## DIRECTIVE
Each entry below is to be given again word for word, with no pictures.

[Image segmentation entries]
* Begin *
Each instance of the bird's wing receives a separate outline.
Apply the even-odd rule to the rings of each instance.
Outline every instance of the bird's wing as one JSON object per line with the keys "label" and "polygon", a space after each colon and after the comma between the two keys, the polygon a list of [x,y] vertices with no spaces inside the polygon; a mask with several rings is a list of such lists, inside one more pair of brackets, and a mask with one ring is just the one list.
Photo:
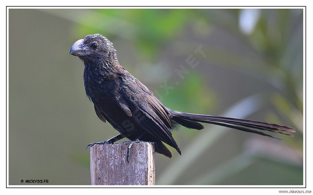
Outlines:
{"label": "bird's wing", "polygon": [[180,151],[172,136],[168,112],[153,93],[134,77],[123,77],[121,85],[127,92],[120,95],[131,110],[135,122],[148,133]]}
{"label": "bird's wing", "polygon": [[98,116],[100,120],[106,123],[106,120],[105,119],[105,118],[104,116],[101,113],[100,110],[98,110],[98,109],[97,108],[95,105],[95,111],[96,111],[96,114],[97,114],[97,115]]}

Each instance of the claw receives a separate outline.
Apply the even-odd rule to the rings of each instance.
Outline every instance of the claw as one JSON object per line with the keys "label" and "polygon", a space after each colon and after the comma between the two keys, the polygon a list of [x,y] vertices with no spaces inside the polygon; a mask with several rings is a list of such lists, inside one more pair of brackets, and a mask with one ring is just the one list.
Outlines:
{"label": "claw", "polygon": [[87,146],[86,147],[86,149],[87,150],[88,148],[88,147],[90,146],[90,147],[91,147],[95,145],[104,145],[105,144],[112,144],[113,143],[112,143],[109,141],[101,141],[100,142],[95,142],[95,143],[92,143],[89,144],[88,145],[87,145]]}

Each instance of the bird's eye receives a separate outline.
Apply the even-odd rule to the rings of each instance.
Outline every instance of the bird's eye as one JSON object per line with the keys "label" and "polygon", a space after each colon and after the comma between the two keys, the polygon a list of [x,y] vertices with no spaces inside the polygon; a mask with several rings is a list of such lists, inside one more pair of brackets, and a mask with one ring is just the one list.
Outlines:
{"label": "bird's eye", "polygon": [[94,43],[91,45],[91,48],[93,49],[95,49],[97,48],[97,47],[98,47],[98,44],[96,43]]}

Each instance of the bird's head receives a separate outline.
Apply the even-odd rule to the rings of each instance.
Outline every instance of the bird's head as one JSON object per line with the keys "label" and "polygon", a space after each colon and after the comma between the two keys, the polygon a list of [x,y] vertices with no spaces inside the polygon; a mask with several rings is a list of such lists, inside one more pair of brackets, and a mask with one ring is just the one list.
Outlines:
{"label": "bird's head", "polygon": [[71,47],[69,54],[84,60],[98,58],[116,57],[113,44],[100,34],[88,35],[76,41]]}

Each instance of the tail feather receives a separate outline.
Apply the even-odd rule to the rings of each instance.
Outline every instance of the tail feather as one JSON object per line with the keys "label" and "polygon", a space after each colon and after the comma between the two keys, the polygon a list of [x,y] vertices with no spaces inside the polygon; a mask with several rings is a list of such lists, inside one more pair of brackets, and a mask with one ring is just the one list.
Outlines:
{"label": "tail feather", "polygon": [[[265,130],[292,136],[293,136],[281,131],[287,131],[290,132],[295,132],[294,129],[287,126],[280,125],[276,124],[268,123],[246,119],[240,119],[178,112],[175,112],[173,115],[173,117],[171,119],[172,120],[174,120],[177,123],[186,127],[198,130],[203,128],[203,126],[197,122],[204,122],[217,125],[218,125],[235,129],[245,131],[256,133],[274,138],[276,138],[263,132],[259,131],[247,127],[260,130]],[[232,125],[229,124],[237,125],[238,126]],[[200,125],[202,126],[202,128],[201,128],[201,126],[200,126]]]}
* End *
## THE OUTPUT
Each instance of the bird's wing receives a separate outline.
Apply the even-odd rule to the rings of each instance.
Outline every instance of the bird's wing as one JSON object per line with the keys "label" and "polygon", a space after each colon and after the comma between the two keys, the polygon a list of [x,y] vertices with no spaces inside the polygon; a mask with several rings is a list of such lists, inside one more pair of brackets, and a mask with one ring is just the one list.
Photo:
Outlines:
{"label": "bird's wing", "polygon": [[180,151],[172,136],[168,112],[153,93],[134,77],[123,77],[121,85],[127,92],[120,95],[131,110],[135,122],[148,133]]}
{"label": "bird's wing", "polygon": [[98,116],[100,120],[106,123],[106,120],[105,119],[105,118],[104,116],[101,113],[100,110],[98,110],[98,109],[97,108],[95,105],[95,111],[96,111],[96,114],[97,114],[97,115]]}

Each instance of the claw receives a separate outline.
Apply the even-odd rule to the rings of each instance.
Outline every instance of the claw as one JSON object per line with the keys "label" and "polygon", a space after each colon and after the comma between the two keys, the polygon a list of [x,y] vertices with no spaces inside the polygon; a mask with several rings is a list of such lists, inside one more pair of brackets, and a mask with one ring is just the one list.
Outlines:
{"label": "claw", "polygon": [[87,146],[86,147],[86,149],[87,150],[88,148],[88,147],[90,146],[90,147],[91,147],[95,145],[104,145],[105,144],[112,144],[113,143],[112,143],[109,141],[101,141],[100,142],[95,142],[95,143],[92,143],[89,144],[88,145],[87,145]]}

Each instance of the bird's eye receives a separate outline.
Apply the even-odd rule to the rings of each instance.
Outline every instance of the bird's eye as one JSON object per line with the keys "label" and "polygon", a space after each colon and after the comma between the two keys, the polygon a list of [x,y] vertices with no spaces inside the polygon; a mask with several rings is a list of such lists, inside one more pair of brackets, and a mask with one ring is just the one list.
Outlines:
{"label": "bird's eye", "polygon": [[94,43],[91,45],[91,48],[93,49],[95,49],[97,48],[97,47],[98,47],[98,44],[96,43]]}

Each instance of the bird's head receives a separate outline.
Apply the even-odd rule to the rings of each instance.
Outline every instance of the bird's head as one JSON object per line with the keys "label" and "polygon", a space after each colon and after the comma between the two keys, the polygon a list of [x,y] vertices with no spaces inside the polygon; a mask with several rings is a list of such lists, inside one more pair of brackets, and a mask with one ring is just the one list.
Outlines:
{"label": "bird's head", "polygon": [[71,47],[69,54],[84,60],[98,58],[116,57],[113,44],[100,34],[88,35],[76,41]]}

Each instance of the tail feather receives a separate outline.
Apply the even-odd rule to the rings of each instance.
Outline every instance of the tail feather as one JSON object per line with the keys "label" and "polygon", a space after each colon and after the comma between the two keys, the polygon a list of [x,y] vertices with no spaces inside the polygon; a mask with several rings is a list of such lists, inside one more pair of brackets, and a mask with one ring is just the one list.
Outlines:
{"label": "tail feather", "polygon": [[[265,130],[292,136],[293,136],[281,131],[287,131],[290,132],[295,132],[294,129],[287,126],[280,125],[276,124],[268,123],[246,119],[240,119],[178,112],[175,112],[173,115],[173,117],[171,119],[172,120],[174,120],[177,123],[186,127],[198,130],[203,128],[203,126],[197,122],[204,122],[217,125],[218,125],[235,129],[245,131],[256,133],[274,138],[276,138],[263,132],[259,131],[247,127],[260,130]],[[232,125],[229,124],[237,125],[238,126]],[[200,125],[202,126],[202,128],[201,128],[201,126],[200,126]]]}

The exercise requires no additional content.